Published in Molecules 1996, 1, 1-2.

Editorial:
A Good Yield and a High Standard

Shu-Kun Lin

Molecular Diversity Preservation International (MDPI), Saengergasse 25, CH-4054 Basel (New Address: MDPI, Matthaeusstrasse 11, CH-4057 Basel), Switzerland;
Fax: +41-61-3028918; ([email protected], New E-mail: [email protected])

Received: 5 January 1996 / Accepted: 25 January 1996 / Published: 21 March 1996

The new journal Molecules publishes peer-reviewed research papers on synthetic chemistry and natural product chemistry. The rapid publication schedule requires that authors make sure their submitted or revised manuscripts are in the final form. In order to comply with this requirement, I considered treating the Corrigendum column as an advertisement and charging all authors who contribute to it. If Molecules were to do this, however, authors would perhaps be deterred from correcting any genuine errors found after publication of their work.

Similarly, a good-yield standard of a chemical process may also have an adverse effect. Supposing a chemist found a new reaction which worked with the syntheses of 20 compounds. It could happen that only 5 of these had satisfactory yields (higher than 75%). Eager to publish his results, the author may include only the five good-yield examples in his paper and the results regarding the remaining 15 compounds might never be released. The editor of Molecules realizes that a good-yield standard may result in the publication of incomplete and distorted chemical information and a pitiful loss of molecular diversity.

Of course we chemists all like good yields and this aim can still remain as a high standard of synthesis of organic compounds or isolation of natural products. However, after working for 3 years in a chemical and pharmaceutical company, I now see that a high-yield is not always important, particularly at the research stage, where the acquisition of a certain amount of a target compound is the major goal. If necessary, a low-yield process can almost always be improved during further research and development. Practically only at the mass production stage is a high yield important. A pertinent example is the recent discovery of the diphenyl derivative of 1,4-diketo-pyrrolo(3,4-c)-pyrrole (DPP) [1].

### DIRECTIONS
Write the next part of the editorial on good yields in chemistry, picking up after its last sentence.

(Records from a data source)

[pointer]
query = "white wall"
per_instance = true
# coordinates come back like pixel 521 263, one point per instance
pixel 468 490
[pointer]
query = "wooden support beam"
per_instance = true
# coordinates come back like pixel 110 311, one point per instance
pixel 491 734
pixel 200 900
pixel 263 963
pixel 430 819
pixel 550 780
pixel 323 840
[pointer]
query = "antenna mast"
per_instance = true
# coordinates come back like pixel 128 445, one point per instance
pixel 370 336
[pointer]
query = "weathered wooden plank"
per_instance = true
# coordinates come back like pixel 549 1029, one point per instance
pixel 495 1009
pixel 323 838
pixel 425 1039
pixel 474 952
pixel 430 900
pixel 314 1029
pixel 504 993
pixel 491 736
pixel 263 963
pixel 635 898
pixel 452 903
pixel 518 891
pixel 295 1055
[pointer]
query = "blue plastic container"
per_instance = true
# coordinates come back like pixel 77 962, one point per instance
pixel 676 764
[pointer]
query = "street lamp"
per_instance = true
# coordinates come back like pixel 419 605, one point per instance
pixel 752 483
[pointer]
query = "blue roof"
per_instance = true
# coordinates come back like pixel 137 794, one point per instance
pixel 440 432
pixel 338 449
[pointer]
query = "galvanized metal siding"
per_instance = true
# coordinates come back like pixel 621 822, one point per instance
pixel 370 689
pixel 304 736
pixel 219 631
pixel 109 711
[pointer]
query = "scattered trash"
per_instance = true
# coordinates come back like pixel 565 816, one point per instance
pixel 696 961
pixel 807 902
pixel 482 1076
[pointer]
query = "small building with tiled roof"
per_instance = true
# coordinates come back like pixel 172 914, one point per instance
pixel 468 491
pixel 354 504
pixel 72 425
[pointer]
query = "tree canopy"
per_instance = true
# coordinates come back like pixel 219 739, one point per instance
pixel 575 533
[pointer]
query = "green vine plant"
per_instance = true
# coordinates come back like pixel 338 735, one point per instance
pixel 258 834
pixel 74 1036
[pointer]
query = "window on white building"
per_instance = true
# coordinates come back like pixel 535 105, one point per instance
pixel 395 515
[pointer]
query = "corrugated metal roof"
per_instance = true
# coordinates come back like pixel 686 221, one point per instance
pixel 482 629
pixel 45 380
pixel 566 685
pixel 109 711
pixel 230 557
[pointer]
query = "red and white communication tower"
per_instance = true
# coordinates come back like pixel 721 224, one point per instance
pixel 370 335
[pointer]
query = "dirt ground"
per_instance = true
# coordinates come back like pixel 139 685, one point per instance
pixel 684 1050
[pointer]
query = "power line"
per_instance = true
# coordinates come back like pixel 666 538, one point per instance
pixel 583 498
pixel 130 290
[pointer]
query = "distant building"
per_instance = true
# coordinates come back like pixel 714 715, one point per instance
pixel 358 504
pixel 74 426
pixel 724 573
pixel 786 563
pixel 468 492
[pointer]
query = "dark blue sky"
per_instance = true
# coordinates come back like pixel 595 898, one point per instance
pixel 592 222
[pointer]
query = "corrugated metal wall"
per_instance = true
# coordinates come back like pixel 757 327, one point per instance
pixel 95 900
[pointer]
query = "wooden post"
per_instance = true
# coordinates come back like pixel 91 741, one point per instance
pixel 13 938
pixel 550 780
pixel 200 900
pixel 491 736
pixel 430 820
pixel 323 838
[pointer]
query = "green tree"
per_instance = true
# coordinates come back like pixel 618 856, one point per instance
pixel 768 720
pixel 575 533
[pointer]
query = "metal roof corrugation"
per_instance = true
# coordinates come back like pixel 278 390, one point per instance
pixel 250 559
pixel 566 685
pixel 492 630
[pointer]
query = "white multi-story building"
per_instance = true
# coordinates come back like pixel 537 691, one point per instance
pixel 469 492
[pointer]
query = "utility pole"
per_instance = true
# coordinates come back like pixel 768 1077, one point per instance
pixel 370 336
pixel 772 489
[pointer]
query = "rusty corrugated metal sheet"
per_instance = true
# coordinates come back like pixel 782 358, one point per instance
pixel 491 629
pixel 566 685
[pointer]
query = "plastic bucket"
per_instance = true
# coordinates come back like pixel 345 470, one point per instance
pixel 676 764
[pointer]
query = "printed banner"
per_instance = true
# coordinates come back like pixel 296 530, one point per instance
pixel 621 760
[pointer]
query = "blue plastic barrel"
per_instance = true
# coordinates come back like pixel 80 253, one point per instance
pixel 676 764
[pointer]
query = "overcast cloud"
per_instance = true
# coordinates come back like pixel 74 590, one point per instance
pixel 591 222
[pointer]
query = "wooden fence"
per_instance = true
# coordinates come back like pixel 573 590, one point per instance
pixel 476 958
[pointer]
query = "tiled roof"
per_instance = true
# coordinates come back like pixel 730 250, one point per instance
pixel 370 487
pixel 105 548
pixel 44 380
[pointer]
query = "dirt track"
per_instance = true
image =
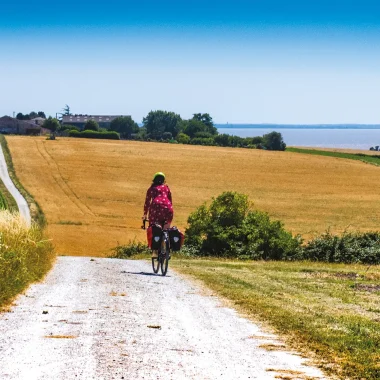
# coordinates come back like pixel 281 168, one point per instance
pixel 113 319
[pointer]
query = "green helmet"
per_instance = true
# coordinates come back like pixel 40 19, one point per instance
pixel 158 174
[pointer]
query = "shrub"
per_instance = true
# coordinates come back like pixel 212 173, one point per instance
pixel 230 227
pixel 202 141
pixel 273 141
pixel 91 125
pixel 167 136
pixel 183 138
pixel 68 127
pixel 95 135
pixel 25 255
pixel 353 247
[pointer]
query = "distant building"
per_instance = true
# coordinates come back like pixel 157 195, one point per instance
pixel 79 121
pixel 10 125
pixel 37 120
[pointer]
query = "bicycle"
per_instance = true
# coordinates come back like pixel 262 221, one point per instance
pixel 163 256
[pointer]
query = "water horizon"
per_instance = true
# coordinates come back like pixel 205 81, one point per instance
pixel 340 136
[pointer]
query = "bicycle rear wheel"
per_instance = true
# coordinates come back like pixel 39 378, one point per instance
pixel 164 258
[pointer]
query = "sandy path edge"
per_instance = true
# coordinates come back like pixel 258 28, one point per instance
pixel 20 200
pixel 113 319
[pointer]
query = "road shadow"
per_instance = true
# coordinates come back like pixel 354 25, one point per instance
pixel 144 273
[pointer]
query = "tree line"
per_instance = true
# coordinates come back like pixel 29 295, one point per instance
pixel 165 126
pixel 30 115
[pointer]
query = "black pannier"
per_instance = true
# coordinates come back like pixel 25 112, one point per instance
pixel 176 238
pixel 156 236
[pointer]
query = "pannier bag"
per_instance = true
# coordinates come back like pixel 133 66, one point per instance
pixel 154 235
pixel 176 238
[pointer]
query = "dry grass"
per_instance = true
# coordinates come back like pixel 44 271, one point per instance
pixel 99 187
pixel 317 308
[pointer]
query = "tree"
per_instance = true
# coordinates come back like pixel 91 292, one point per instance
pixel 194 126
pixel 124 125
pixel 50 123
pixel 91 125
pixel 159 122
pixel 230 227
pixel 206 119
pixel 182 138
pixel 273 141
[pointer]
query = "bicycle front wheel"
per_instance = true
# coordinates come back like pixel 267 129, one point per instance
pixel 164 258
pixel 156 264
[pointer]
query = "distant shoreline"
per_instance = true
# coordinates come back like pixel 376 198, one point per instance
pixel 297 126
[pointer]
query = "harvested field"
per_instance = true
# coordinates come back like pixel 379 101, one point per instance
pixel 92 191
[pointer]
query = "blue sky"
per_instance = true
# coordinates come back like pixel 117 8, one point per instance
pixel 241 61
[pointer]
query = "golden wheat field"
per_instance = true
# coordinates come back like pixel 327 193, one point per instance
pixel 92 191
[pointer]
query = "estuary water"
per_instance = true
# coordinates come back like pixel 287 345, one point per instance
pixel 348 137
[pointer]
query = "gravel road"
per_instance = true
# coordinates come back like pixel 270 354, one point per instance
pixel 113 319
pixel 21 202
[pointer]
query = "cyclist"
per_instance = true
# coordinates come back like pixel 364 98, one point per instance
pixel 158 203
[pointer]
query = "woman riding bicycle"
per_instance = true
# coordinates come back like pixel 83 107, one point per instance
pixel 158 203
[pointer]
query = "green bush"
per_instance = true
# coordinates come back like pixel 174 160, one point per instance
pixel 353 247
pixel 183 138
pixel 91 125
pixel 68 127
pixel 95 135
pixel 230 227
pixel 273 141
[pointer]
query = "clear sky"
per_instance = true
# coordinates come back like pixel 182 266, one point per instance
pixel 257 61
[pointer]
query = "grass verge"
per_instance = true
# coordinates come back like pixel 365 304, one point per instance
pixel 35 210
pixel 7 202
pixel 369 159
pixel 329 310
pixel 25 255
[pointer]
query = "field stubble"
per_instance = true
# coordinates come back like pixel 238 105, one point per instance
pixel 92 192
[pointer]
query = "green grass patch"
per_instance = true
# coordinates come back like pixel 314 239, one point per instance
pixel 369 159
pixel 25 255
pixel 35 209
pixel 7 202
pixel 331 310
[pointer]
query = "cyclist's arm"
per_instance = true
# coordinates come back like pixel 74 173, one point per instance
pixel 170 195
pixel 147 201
---
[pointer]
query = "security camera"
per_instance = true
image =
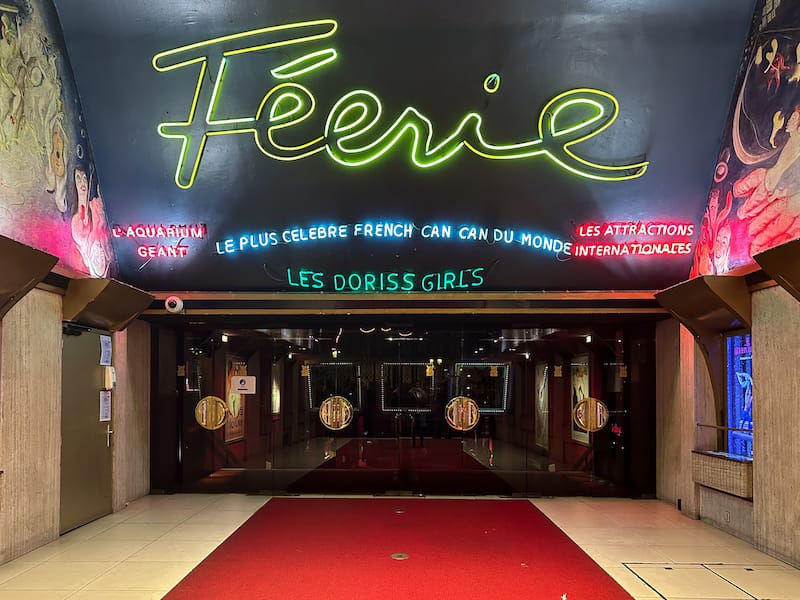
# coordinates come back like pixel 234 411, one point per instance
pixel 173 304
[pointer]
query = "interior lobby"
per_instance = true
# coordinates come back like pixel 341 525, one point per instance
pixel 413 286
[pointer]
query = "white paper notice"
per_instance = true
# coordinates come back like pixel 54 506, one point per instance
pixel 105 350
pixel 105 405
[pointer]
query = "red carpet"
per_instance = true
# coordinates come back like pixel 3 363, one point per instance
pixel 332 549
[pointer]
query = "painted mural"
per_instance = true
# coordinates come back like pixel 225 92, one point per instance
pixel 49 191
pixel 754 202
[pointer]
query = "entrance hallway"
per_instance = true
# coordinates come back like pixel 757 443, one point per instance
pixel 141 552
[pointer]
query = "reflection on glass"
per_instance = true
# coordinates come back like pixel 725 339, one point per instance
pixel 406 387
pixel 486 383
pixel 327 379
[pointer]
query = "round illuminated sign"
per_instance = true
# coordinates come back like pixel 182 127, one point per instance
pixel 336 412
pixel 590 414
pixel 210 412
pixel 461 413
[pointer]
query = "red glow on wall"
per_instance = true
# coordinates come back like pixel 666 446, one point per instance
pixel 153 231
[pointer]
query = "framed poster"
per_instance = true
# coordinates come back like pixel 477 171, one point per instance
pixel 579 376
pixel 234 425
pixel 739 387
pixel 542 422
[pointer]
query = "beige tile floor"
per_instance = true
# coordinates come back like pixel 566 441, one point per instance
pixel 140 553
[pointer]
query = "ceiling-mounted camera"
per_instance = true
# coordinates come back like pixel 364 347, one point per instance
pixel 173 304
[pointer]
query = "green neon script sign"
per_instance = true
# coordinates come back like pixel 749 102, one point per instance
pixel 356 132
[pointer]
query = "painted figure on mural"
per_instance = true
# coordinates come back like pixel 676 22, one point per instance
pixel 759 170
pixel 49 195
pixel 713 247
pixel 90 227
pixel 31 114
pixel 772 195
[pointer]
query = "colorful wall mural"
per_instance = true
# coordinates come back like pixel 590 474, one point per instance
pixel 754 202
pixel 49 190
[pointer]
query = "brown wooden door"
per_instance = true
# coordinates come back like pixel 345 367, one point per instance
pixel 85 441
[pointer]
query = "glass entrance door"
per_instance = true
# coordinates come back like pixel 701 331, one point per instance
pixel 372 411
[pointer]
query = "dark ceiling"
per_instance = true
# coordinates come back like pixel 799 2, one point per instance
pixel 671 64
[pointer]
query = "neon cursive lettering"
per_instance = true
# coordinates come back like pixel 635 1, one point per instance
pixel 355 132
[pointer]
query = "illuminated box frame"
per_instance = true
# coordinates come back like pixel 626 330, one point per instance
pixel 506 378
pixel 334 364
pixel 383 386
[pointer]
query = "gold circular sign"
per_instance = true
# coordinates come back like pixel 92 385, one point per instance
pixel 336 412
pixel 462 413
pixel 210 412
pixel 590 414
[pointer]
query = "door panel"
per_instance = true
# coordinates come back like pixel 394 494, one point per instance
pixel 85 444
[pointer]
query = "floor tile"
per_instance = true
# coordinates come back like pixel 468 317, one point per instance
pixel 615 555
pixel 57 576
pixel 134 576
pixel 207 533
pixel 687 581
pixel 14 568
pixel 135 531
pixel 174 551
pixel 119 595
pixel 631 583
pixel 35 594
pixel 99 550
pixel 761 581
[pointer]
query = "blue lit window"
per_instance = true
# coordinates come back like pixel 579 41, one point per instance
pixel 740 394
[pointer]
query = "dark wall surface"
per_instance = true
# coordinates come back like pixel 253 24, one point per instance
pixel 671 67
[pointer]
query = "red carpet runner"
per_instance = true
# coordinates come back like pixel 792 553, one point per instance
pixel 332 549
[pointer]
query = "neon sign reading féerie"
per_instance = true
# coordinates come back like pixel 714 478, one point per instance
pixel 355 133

### RESULT BELOW
DPP was first isolated as one of several unexpected by-products and the yield was rather low [2]. The initial poor yield was significantly improved and several new methods were developed once DPP proved to be an excellent pigment [ 1]. The DPP derivatives have now become famous red pigment products (Irgazine DPP).

I hope, therefore, that Molecules will encourage contributors to describe their research results in full, not only the high-yield examples but also all the low-yield examples, not only the structures of the target product but also the structures of isolated and characterized by-products and intermediates. The comprehensive chemical data obtained from a research topic will be presented in Molecules, and the chemical samples of the related molecules will be submitted, where possible, to an MDPI center and so be made available to the public. This procedure will make a chemist's intellectual contribution even more worthwhile, not only to further academic research, but also to support industry in the development of pharmaceutical, agrochemical and other chemical products. This is the high standard that Molecules strives for.

References and Notes

  1. Zollinger, H. Color Chemistry, VCH: Weinheim, 1991; 241-244.
  2. Farnum, D. G.; Mehta, G.; Moore, G. G. I.; Siegal, F. P. Tetrahedron Lett. 1974, 2549.